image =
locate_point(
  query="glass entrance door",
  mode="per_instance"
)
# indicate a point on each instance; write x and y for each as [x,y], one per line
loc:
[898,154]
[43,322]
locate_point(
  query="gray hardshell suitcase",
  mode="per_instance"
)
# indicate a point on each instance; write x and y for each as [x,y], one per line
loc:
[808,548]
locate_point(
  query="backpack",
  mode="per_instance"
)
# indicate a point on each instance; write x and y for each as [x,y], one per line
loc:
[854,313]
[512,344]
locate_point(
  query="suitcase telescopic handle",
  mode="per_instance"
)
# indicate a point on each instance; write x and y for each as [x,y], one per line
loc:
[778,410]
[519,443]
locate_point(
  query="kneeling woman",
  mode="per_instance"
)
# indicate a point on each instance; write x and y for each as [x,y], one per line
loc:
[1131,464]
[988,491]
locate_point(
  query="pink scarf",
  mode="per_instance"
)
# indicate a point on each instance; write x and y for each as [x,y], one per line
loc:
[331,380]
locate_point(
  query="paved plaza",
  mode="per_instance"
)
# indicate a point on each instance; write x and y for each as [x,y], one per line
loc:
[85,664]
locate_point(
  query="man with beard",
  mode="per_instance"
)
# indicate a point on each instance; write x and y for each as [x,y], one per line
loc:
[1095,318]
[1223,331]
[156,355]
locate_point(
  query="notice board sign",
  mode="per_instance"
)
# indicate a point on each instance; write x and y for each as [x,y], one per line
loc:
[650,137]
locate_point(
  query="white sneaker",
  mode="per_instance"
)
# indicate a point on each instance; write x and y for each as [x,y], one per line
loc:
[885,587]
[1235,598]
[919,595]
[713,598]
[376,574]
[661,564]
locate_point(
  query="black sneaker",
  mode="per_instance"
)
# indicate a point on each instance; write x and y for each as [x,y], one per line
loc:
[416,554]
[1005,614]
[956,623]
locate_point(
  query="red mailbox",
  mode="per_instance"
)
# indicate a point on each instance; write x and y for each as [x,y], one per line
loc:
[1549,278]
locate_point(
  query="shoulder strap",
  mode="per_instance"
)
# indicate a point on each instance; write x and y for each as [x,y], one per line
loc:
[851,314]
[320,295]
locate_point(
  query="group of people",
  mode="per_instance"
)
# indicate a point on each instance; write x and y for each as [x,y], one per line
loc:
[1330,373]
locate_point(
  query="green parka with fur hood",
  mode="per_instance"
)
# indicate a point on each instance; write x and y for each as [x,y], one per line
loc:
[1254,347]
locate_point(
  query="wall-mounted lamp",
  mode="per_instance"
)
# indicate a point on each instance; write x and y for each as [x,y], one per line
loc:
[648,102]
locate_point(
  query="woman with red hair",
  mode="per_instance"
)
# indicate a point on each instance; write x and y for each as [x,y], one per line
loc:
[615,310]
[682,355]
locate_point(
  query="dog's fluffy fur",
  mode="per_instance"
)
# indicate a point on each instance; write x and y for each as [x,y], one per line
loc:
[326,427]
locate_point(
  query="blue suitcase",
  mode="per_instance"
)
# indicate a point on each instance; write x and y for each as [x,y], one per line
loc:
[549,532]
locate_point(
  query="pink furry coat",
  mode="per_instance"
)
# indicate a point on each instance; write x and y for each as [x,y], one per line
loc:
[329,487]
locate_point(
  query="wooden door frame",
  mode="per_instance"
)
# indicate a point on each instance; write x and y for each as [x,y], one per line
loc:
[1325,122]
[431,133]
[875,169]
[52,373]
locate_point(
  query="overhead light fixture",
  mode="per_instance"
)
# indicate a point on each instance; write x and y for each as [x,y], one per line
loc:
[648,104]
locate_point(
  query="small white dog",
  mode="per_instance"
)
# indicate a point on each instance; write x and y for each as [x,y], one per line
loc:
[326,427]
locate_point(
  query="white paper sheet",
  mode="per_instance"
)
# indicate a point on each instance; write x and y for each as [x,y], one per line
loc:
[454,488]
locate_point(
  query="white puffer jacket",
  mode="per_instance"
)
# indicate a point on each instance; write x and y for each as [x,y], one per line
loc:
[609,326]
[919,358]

######

> [What you will do]
Retype the material in full. Each word must match.

> [Task solution]
image =
locate_point(
  query="glass entrance door",
  mode="per_instance"
)
# indicate a point on each instance; write x and y for each as [x,y], one per line
loc:
[898,154]
[43,322]
locate_point(
  query="gray hardshell suitcase",
  mode="per_instance"
)
# indicate a point on each instance; write x and y for each as [x,y], one per line
loc:
[808,548]
locate_point(
  query="backpack",
  mode="per_instance"
)
# indicate a point on each instance; write x and y for each as [x,y], one per line
loc:
[854,313]
[512,344]
locate_point(
  query="suitcase telescopic handle",
  mode="per_instance"
)
# indicate a point on each instance; write x and y for each as [x,y], one per line
loc:
[778,410]
[519,443]
locate_point(
  query="kneeling woman",
  mode="per_instance"
)
# indicate a point on each instance; write x and y for each as [x,y], one per line
loc:
[1131,464]
[988,491]
locate_point(
  query="pink scarf",
  mode="per_instance"
)
# indicate a point on each instance; write x and y for each as [x,y], one per line
loc:
[331,380]
locate_point(
  query="paved plaza",
  mode="per_instance"
)
# indicate a point on each instance; write x and y for each as [x,y], one per line
loc:
[85,664]
locate_point(
  query="man with beard",
  mode="per_instance"
)
# indicate a point on each instance; write x and y for each as [x,y], one per line
loc:
[1095,318]
[1223,331]
[156,355]
locate_point(
  query="notice board sign",
  mode="per_instance"
)
# indicate a point on each instance; write x and y for each as [x,y], one per line
loc:
[650,137]
locate_point(
  query="white sneaker",
  mode="per_instance"
)
# indicate a point on each instance; write x and y for each as [x,y], one per line
loc:
[885,587]
[1235,598]
[919,595]
[713,598]
[376,574]
[661,564]
locate_point(
  query="black sneaker",
  mode="per_instance"
)
# indicate a point on each instance; write x and y for each as [x,y], one per line
loc:
[416,554]
[1005,614]
[956,623]
locate_point(
  query="red mailbox",
  mode="per_instance"
)
# indicate a point on each instance; write x and y for each as [x,y], one per line
loc:
[1549,278]
locate_point(
  query="shoulder strap",
  mode="per_instance"
)
# indicate a point on each instance; write x and y for each as [x,y], one per line
loc:
[851,314]
[320,295]
locate_point(
  query="group of people",
  mode="per_instance"
)
# indicate a point on each instance; write x and y for each as [x,y], one per line
loc:
[1330,373]
locate_point(
  query="green parka with fur hood",
  mode="per_instance"
)
# indicate a point on each instance; write x and y for each as [x,y], one per line
loc:
[1254,347]
locate_point(
  query="wall-mounted lamp",
  mode="per_instance"
)
# indicate a point on each instance; write x and y for each as [x,y], one per line
loc:
[648,102]
locate_point(
  query="woman with red hair",
  mode="per_instance"
)
# indicate a point on each instance; write x and y for each as [x,y], one per line
loc:
[615,310]
[682,355]
locate_point(
  query="dog's fluffy fur",
  mode="per_instance"
)
# indicate a point on each instance; write x and y for each as [x,y], one per line
loc:
[326,427]
locate_point(
  query="blue suitcase",
  mode="per_instance"
)
# indicate a point on each instance; write x and y for each as [x,y], one per line
loc:
[549,532]
locate_point(
  query="pink furry coat",
  mode="per_instance"
)
# indicate a point on each instance; write x and y for each as [x,y], one per line
loc:
[329,487]
locate_point(
  query="wooden door frame",
  mode="per_instance"
)
# indicate a point on each instance; write x and y for each as [x,y], one per line
loc:
[1325,122]
[431,133]
[875,169]
[52,373]
locate_point(
  query="overhead light fixture",
  mode="per_instance"
)
# indicate a point on each instance; write x and y for each as [x,y], one per line
loc:
[648,104]
locate_point(
  query="small white dog",
  mode="per_instance"
)
# indicate a point on each instance; write x and y for each as [x,y], one per line
loc:
[326,427]
locate_point(
  query="white paper sheet",
  mode="per_instance"
)
# indicate a point on each instance; write x and y for each as [x,y], one per line
loc:
[454,488]
locate_point(
  query="white puffer jacket",
  mode="per_instance"
)
# indicate a point on each instance; write x and y for each as [x,y], one per line
loc:
[609,326]
[919,358]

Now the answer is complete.